- _SET PROBLEM_
Output every one of the following rows word for word, with no changes.

- _RECORDED INFORMATION_
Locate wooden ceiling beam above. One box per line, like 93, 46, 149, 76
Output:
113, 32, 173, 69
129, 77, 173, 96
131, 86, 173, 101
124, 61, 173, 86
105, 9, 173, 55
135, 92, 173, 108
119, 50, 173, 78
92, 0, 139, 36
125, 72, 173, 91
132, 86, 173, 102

- _PROBLEM SOLUTION_
Locate wooden ceiling beam above. One box per line, like 93, 46, 149, 76
Output:
113, 32, 173, 69
129, 77, 173, 96
131, 86, 173, 101
124, 61, 173, 86
105, 9, 173, 55
135, 92, 173, 108
119, 50, 173, 78
92, 0, 139, 36
125, 72, 173, 91
132, 86, 173, 102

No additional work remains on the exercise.